# start of MATERIAL SUPPLIED

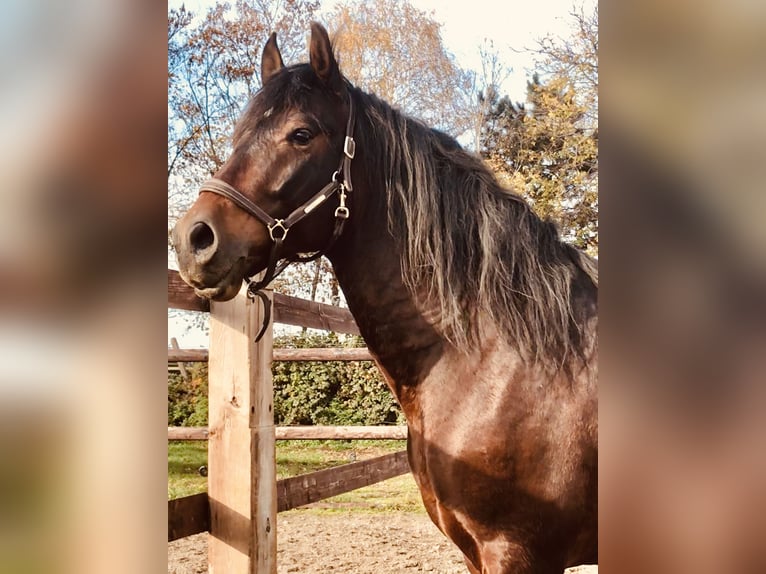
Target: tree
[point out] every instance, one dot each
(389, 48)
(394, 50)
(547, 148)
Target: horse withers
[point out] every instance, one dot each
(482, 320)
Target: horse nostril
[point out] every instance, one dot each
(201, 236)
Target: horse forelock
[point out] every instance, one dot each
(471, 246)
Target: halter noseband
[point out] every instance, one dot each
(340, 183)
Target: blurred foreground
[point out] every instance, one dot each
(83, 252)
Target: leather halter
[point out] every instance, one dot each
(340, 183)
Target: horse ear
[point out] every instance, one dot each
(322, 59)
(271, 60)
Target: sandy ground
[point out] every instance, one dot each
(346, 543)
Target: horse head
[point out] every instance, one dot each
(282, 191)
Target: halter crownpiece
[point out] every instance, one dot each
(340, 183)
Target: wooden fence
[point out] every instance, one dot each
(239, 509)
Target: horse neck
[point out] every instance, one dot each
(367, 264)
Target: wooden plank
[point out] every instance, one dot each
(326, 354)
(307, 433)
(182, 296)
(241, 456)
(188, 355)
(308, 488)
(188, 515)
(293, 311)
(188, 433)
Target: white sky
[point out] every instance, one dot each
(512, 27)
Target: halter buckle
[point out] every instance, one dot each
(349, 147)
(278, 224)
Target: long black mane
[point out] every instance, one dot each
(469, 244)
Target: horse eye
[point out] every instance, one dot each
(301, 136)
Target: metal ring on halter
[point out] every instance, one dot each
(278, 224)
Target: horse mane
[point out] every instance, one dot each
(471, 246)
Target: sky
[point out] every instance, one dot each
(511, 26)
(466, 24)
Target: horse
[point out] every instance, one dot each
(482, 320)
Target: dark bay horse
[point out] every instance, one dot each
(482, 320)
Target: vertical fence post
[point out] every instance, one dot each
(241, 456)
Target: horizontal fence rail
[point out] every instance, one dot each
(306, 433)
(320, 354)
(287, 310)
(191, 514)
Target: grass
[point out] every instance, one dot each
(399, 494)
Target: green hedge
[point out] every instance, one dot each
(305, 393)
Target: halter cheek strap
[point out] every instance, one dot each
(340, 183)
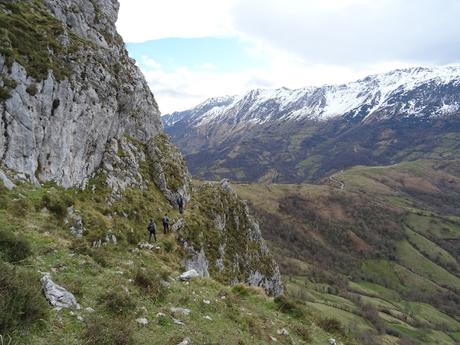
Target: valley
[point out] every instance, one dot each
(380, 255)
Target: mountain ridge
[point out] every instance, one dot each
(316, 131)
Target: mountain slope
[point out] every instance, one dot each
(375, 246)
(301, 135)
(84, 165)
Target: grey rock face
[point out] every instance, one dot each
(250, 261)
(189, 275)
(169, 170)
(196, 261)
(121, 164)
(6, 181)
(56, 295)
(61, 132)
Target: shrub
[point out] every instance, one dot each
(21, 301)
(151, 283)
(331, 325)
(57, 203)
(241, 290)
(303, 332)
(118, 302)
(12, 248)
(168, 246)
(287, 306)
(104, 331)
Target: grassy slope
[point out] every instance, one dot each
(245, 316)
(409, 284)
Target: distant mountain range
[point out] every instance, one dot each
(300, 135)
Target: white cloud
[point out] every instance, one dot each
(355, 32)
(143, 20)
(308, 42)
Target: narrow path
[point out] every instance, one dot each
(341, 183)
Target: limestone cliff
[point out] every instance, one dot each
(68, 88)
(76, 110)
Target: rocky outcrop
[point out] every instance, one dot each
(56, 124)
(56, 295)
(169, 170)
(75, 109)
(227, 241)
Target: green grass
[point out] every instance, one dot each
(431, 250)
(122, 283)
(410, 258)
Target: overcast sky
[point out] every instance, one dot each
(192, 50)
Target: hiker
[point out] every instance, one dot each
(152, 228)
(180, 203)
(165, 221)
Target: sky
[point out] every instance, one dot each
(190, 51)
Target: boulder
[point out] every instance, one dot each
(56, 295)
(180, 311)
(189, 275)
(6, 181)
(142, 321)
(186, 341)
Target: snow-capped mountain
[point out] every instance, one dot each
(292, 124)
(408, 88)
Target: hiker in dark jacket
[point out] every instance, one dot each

# end of MATERIAL SUPPLIED

• [TASK DESCRIPTION] Convert every line of the records above into a JSON list of strings, one string per line, omitting blank lines and the picture lines.

• [REPLY]
[
  "Target: tree",
  "[point out] every instance, one dot each",
  "(389, 48)",
  "(394, 50)",
  "(547, 148)",
  "Target: horse withers",
  "[point out] every instance, one dot each",
  "(482, 320)",
  "Target: horse nostril",
  "[point out] every instance, one dot each",
  "(201, 236)",
  "Target: horse forelock",
  "[point out] every instance, one dot each",
  "(471, 246)",
  "Target: halter noseband",
  "[point out] every instance, one dot each",
  "(340, 183)",
  "Target: blurred foreground",
  "[point out] every instance, one dot each",
  "(83, 252)",
  "Target: leather halter",
  "[point out] every instance, one dot each",
  "(340, 183)",
  "Target: horse ear",
  "[point out] every instance, one dot each",
  "(322, 59)",
  "(271, 60)",
  "Target: sandy ground",
  "[point out] every instance, one dot each",
  "(346, 543)",
  "Target: horse head",
  "[point out] every instance, one dot each",
  "(282, 191)",
  "Target: halter crownpiece",
  "[point out] every instance, one dot each",
  "(340, 183)",
  "Target: wooden fence",
  "[point out] every instance, one dot each",
  "(239, 509)",
  "Target: horse neck",
  "[point out] every instance, one dot each",
  "(367, 264)",
  "Target: wooden plank",
  "[point out] every instance, one dot each",
  "(326, 354)",
  "(307, 433)",
  "(182, 296)",
  "(241, 456)",
  "(188, 355)",
  "(308, 488)",
  "(188, 515)",
  "(293, 311)",
  "(188, 433)",
  "Target: white sky",
  "[point out] every instance, one dot each",
  "(512, 27)",
  "Target: halter buckle",
  "[point out] every instance, one dot each",
  "(349, 147)",
  "(278, 224)",
  "Target: long black mane",
  "[point out] every instance, one dot each",
  "(469, 244)",
  "Target: horse eye",
  "[point out] every instance, one dot each",
  "(301, 136)",
  "Target: metal ring on halter",
  "[point out] every instance, one dot each",
  "(278, 224)",
  "Target: horse mane",
  "[point out] every instance, one dot each",
  "(471, 246)",
  "Target: sky",
  "[point out] every instance, one dot each",
  "(511, 26)",
  "(466, 24)",
  "Target: horse",
  "[point out] every instance, one dot each",
  "(482, 320)",
  "Target: dark bay horse",
  "[point out] every instance, one dot each",
  "(482, 320)",
  "Target: vertical fence post",
  "[point out] every instance, one dot each",
  "(241, 456)",
  "Target: horizontal fence rail",
  "[point out] every instance, one dot each",
  "(306, 433)",
  "(320, 354)",
  "(287, 310)",
  "(191, 514)",
  "Target: grass",
  "[point out] every instance, one dot each",
  "(399, 494)",
  "Target: green hedge",
  "[point out] every instance, one dot each",
  "(305, 393)",
  "Target: halter cheek strap",
  "[point out] every instance, one dot each",
  "(340, 183)",
  "Target: valley",
  "[point out] every instance, one dot each",
  "(380, 255)",
  "Target: mountain ridge",
  "[point out] every instance, one dot each",
  "(316, 131)",
  "Target: mountain slope",
  "[point out] every instance, one dot each",
  "(375, 246)",
  "(301, 135)",
  "(84, 165)",
  "Target: grey rock face",
  "[point out] every instance, one dot each",
  "(250, 261)",
  "(189, 275)",
  "(169, 170)",
  "(196, 261)",
  "(121, 164)",
  "(6, 181)",
  "(56, 295)",
  "(61, 132)",
  "Target: shrub",
  "[point out] every instance, one dot each",
  "(21, 301)",
  "(151, 283)",
  "(331, 325)",
  "(57, 203)",
  "(241, 290)",
  "(303, 332)",
  "(118, 302)",
  "(12, 248)",
  "(168, 246)",
  "(287, 306)",
  "(104, 331)",
  "Target: grassy slope",
  "[point out] every instance, one dot each",
  "(245, 316)",
  "(409, 284)",
  "Target: distant mountain range",
  "[point out] every instance, one dot each",
  "(300, 135)",
  "Target: white cloud",
  "[point out] every instance, one dot each",
  "(355, 32)",
  "(143, 20)",
  "(308, 42)",
  "Target: narrow path",
  "[point out] every instance, one dot each",
  "(341, 183)",
  "Target: limestone cliff",
  "[point out] every instance, one dot each",
  "(68, 88)",
  "(76, 110)",
  "Target: rocky outcrop",
  "[point out] every instance, one dot each",
  "(56, 124)",
  "(56, 295)",
  "(169, 170)",
  "(75, 109)",
  "(227, 241)",
  "Target: green grass",
  "[point out] every instance, one dot each",
  "(431, 250)",
  "(122, 283)",
  "(410, 258)",
  "Target: overcast sky",
  "[point out] every instance, one dot each",
  "(192, 50)",
  "Target: hiker",
  "[point out] every instance, one dot each",
  "(152, 228)",
  "(180, 203)",
  "(165, 221)",
  "Target: sky",
  "[point out] every instance, one dot each",
  "(190, 51)",
  "Target: boulder",
  "[point out] every instance, one dot each",
  "(56, 295)",
  "(180, 311)",
  "(189, 275)",
  "(6, 181)",
  "(142, 321)",
  "(186, 341)",
  "Target: snow-capped mountain",
  "[point out] every instance, one dot each",
  "(292, 124)",
  "(408, 88)",
  "Target: hiker in dark jacket",
  "[point out] every instance, one dot each"
]